-- start Source extract --

The course seeks to provide and foster:
• learning through direct experience, connecting academic and creative studies
• student choice in subject and style of learning
• a culture of independent and critical thought, encouraging the challenging of received ideas and practice
• employability attributes, through live projects engaging with professional artists, external partners, art institutions and art organisations that create a realistic environment of professional expectations for art students, preparing them for graduate-level employment
• engagement across the School and University, providing opportunities for collaborative project work during study
• individualised learning and study support opportunities, that cater for different learning styles
• awareness of the duty of all to understand the impact of their decisions and actions as artists and to strive to act responsibly
The course operates within a cluster programme of related undergraduate awards, bringing together best practice from related fields. Four cognate BA awards (Fine Art, Painting, Photography and Fashion Photography) enable students to explore the fundamental aspects of art and photography through a focus on art worlds and their audiences or business or fashion.
The course enables the art student to embrace material exploration in contemporary art, thinking through making and learning by doing. The course draws on the wide range of contexts current in contemporary painting. The student develops painting skills in different painting media to enable the testing, sampling and representation of their ideas. Using the Cass workshop facilities and expertise, the painting student works with surfaces in different dimensions to experiment and collaborate with students and experts across a platform of related disciplines with access to a wide range of material techniques in traditional and digital workshop processes.
Historically, painters have expressed through their work the latest technological advances, in step with cultural, social and political developments that colour our material culture and vernacular history. Important art archives are kept with London institutions such as the Tate, INIVA, the Warburg Institute and the V&A which allow us locally to research sources, methods and approaches for contemporary painting practice.

-- end Source extract --
-- start Excerpted data --

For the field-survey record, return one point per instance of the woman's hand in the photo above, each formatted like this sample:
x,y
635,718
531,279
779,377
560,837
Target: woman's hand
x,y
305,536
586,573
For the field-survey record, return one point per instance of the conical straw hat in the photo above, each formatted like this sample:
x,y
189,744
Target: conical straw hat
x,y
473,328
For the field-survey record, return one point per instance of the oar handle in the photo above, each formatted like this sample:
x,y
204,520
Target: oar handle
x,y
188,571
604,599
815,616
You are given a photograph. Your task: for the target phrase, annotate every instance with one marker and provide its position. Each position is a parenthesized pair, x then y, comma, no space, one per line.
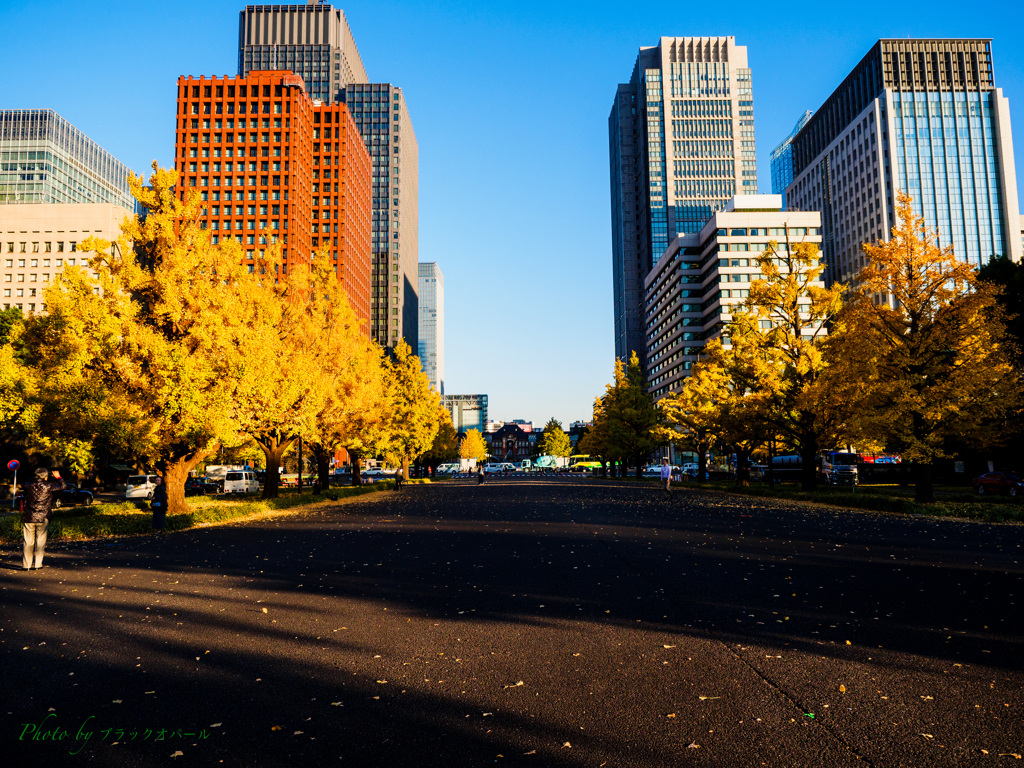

-- end Excerpted data --

## Directive A:
Which passage of the painting course description lies between "Historically, painters have" and "contemporary painting practice.", inclusive? Extract it word for word.
## Directive B:
How might the painting course description go on after its final sentence? Write the next part.

## Exercise output A:
Historically, painters have expressed through their work the latest technological advances, in step with cultural, social and political developments that colour our material culture and vernacular history. Important art archives are kept with London institutions such as the Tate, INIVA, the Warburg Institute and the V&A which allow us locally to research sources, methods and approaches for contemporary painting practice.

## Exercise output B:
Learning and teaching on the course is rooted in a studio structure that enables students to engage with painting projects from different positions in contemporary art. The studios provide opportunities of live briefs and real settings. These provide the context for art students to develop skills in critical thinking about paintings and their display.
Throughout the course, students are asked to consider and position themselves and their skills and interests in relation to different art worlds to develop a portfolio that expresses their individual practice. Painting students work through assignments and projects, steadily building on existing skills, developing and realising new ideas and concepts. This approach ensures that the student is guided through the acquisition of key knowledge, skills and critical development, as the course progresses.
Each year, the course comprises four year-long (30 weeks, 30 credit) modules in the areas of art studio practice, project development and realisation, critical and contextual studies, technical skills and professional practice.
As a common basis of engagement, the painting studio accommodates teaching methods including lectures, seminars, study trips, group critiques, workshop activities, group and individual tutorials with tutors, art professionals and subject specialists. Project work and critical and contextual studies offer opportunities for presentation: visual, spoken and textual, using digital technologies, blogs, videos, photography and websites. The course seeks to foster learning and teaching that adopts a student-centred approach, identifying individual learning styles and accommodating them.
Lectures provide and encourage a critically informed view of a topic, contextualising the subject and illustrating applied approaches. Lectures provide students with a managed introduction to a theme, enabling them to continue with suggested or directed self-study.
Seminars enable students to debate and explore subjects, questions and assignments with peers and tutors, encouraging an open and collaborative approach to shared learning.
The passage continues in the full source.